Instructions to follow => In the rows below, how many lines contain the string "water", counting only case-sensitive matches? Reply with the number alone.

Exercise data =>
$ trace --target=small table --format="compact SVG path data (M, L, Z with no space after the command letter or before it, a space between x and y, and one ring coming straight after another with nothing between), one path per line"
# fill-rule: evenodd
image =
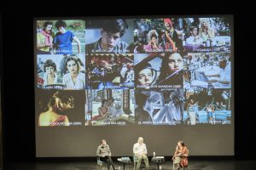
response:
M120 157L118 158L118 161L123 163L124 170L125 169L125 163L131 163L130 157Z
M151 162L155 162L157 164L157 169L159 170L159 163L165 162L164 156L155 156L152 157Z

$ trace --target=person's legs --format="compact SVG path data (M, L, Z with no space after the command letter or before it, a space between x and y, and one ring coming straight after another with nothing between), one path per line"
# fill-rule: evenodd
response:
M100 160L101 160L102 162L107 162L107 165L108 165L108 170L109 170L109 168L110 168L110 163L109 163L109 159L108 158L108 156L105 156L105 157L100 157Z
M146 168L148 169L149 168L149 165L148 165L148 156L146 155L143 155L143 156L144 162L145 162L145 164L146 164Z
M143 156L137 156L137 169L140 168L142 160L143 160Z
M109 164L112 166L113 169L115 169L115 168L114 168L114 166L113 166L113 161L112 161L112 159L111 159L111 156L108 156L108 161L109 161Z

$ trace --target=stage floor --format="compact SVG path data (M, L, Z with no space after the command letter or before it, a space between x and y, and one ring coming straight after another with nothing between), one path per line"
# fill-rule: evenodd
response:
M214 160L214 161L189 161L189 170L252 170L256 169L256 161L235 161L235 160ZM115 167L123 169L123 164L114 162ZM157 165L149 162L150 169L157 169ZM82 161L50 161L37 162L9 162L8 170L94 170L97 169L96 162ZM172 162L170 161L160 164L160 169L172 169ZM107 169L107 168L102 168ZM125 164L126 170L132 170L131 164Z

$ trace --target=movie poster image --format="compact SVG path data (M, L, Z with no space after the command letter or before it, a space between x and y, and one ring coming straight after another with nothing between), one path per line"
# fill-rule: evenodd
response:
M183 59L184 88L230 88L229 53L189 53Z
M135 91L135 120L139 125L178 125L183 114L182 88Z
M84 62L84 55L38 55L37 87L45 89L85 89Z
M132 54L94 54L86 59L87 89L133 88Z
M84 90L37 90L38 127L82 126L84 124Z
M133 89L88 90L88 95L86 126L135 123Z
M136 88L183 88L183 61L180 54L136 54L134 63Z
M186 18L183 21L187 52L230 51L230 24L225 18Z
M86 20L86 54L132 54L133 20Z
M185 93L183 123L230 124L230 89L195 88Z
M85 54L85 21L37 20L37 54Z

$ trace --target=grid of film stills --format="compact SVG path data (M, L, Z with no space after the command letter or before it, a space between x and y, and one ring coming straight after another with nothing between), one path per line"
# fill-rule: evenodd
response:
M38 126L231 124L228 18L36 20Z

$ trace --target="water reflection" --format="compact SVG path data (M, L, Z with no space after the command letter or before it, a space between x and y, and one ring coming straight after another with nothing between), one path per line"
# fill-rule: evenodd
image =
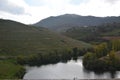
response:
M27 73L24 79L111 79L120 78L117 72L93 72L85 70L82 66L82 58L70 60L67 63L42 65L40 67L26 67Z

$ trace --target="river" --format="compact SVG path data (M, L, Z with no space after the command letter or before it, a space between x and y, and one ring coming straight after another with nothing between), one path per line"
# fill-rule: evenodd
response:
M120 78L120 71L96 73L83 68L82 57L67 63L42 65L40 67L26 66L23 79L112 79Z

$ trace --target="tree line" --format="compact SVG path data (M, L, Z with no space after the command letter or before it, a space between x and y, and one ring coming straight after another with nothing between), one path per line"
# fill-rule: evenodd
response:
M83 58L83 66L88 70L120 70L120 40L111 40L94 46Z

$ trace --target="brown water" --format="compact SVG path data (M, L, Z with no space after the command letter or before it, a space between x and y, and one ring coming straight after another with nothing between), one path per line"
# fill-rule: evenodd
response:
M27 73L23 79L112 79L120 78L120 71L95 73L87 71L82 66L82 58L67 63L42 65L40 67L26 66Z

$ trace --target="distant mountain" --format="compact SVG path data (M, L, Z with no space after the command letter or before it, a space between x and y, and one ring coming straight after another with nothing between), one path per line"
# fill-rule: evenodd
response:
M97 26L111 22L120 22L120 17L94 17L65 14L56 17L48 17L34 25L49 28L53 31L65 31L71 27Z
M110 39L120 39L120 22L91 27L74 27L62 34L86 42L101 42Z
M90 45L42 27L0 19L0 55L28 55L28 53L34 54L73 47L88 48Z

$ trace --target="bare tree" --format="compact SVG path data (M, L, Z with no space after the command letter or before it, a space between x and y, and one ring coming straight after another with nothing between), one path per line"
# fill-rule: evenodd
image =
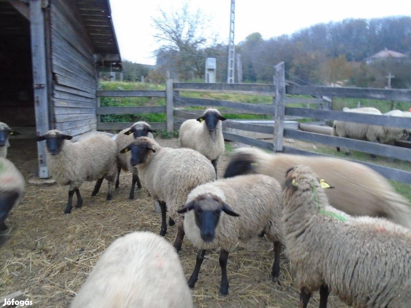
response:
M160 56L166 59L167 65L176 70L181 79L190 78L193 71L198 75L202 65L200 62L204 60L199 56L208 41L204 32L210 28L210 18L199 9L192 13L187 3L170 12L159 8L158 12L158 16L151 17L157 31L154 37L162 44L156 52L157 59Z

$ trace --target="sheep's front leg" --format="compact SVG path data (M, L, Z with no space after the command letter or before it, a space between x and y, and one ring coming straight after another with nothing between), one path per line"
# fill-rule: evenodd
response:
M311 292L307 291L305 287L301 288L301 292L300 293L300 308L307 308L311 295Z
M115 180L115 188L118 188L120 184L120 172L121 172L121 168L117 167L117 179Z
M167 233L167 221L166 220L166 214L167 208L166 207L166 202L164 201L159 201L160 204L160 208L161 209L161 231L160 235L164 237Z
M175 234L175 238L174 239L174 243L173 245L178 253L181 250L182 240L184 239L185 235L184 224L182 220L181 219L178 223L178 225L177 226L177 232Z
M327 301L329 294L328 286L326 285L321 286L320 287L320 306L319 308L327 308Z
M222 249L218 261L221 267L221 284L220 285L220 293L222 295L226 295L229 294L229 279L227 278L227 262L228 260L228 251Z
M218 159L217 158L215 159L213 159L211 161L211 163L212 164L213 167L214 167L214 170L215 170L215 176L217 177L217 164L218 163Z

Worked solution => 2